BEGIN Data shown

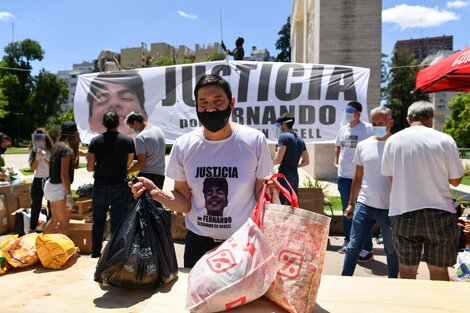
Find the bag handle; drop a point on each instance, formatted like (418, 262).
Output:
(258, 212)
(290, 194)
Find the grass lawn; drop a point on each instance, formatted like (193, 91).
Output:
(16, 150)
(335, 202)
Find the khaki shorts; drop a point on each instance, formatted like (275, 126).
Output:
(54, 192)
(435, 230)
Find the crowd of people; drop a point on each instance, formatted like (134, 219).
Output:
(401, 181)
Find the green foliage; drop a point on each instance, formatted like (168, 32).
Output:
(283, 43)
(401, 88)
(3, 103)
(214, 57)
(458, 124)
(161, 60)
(53, 123)
(17, 86)
(308, 183)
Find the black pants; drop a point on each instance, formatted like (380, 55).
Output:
(196, 246)
(37, 192)
(157, 179)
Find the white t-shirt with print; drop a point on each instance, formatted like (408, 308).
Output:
(375, 188)
(42, 171)
(240, 160)
(347, 139)
(421, 161)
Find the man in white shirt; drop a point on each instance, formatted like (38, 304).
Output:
(150, 148)
(237, 154)
(346, 141)
(421, 162)
(370, 193)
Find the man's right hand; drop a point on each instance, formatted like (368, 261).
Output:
(349, 212)
(141, 185)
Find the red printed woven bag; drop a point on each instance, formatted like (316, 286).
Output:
(298, 238)
(238, 271)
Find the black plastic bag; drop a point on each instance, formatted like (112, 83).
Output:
(141, 252)
(85, 191)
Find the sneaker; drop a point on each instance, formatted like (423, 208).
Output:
(344, 248)
(365, 256)
(380, 239)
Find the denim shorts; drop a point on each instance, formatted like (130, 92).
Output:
(54, 192)
(435, 230)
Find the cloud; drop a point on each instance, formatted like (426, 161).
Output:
(407, 16)
(456, 4)
(6, 16)
(187, 15)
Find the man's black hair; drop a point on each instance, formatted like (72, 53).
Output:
(213, 80)
(130, 79)
(110, 120)
(286, 118)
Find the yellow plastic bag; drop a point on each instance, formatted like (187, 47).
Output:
(4, 265)
(54, 250)
(22, 251)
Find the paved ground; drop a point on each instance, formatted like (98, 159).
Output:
(333, 260)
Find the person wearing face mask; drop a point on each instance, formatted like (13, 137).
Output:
(218, 149)
(150, 148)
(347, 139)
(421, 162)
(109, 156)
(5, 142)
(291, 150)
(370, 194)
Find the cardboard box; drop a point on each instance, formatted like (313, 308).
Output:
(24, 200)
(81, 234)
(11, 194)
(3, 216)
(178, 226)
(82, 205)
(311, 199)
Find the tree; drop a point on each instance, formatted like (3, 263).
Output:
(458, 125)
(54, 122)
(49, 92)
(16, 81)
(401, 88)
(283, 43)
(384, 78)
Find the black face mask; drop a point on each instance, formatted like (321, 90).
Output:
(216, 120)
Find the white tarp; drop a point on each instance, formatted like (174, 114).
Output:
(315, 93)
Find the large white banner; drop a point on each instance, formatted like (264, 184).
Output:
(315, 94)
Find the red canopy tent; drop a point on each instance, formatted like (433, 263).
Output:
(450, 74)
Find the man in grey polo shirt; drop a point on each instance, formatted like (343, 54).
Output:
(150, 149)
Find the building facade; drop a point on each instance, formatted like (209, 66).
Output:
(337, 32)
(421, 48)
(134, 57)
(71, 77)
(260, 55)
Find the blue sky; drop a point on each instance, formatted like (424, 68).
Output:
(71, 31)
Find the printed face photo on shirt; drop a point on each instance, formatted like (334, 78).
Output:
(349, 141)
(216, 195)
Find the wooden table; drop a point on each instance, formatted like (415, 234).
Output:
(348, 294)
(72, 289)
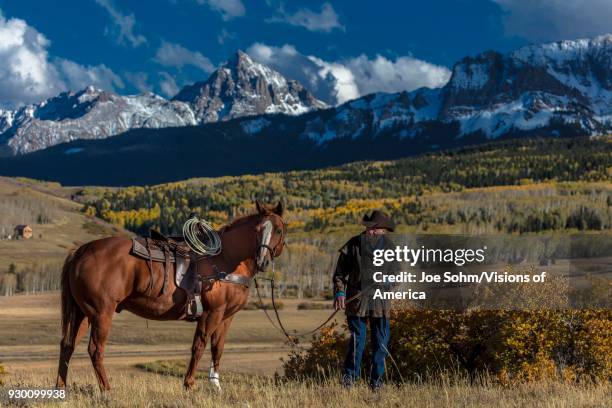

END Data shown

* _Task description_
Scan the material for "plastic" and copy the lines that hold it.

* _Your solution_
Find the black plastic bag; drop a point on each instance, formatted like (112, 83).
Find the yellow plastic bag; drop a point on each instance, formatted like (187, 47).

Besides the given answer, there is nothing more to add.